Problem to solve >> Repeat the listing below in full, keeping every character as it is.

Record extracts >>
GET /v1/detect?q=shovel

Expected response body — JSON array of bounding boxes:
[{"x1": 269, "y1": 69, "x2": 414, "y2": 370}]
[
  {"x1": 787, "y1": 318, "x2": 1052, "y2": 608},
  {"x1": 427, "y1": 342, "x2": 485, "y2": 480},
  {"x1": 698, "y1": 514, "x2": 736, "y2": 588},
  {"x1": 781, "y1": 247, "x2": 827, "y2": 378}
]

Answer to this task >>
GET /v1/detect?q=shovel

Expected response body — JSON array of bounding boxes:
[{"x1": 269, "y1": 69, "x2": 414, "y2": 370}]
[
  {"x1": 787, "y1": 318, "x2": 1052, "y2": 608},
  {"x1": 427, "y1": 342, "x2": 485, "y2": 480},
  {"x1": 698, "y1": 514, "x2": 736, "y2": 588},
  {"x1": 781, "y1": 247, "x2": 827, "y2": 378}
]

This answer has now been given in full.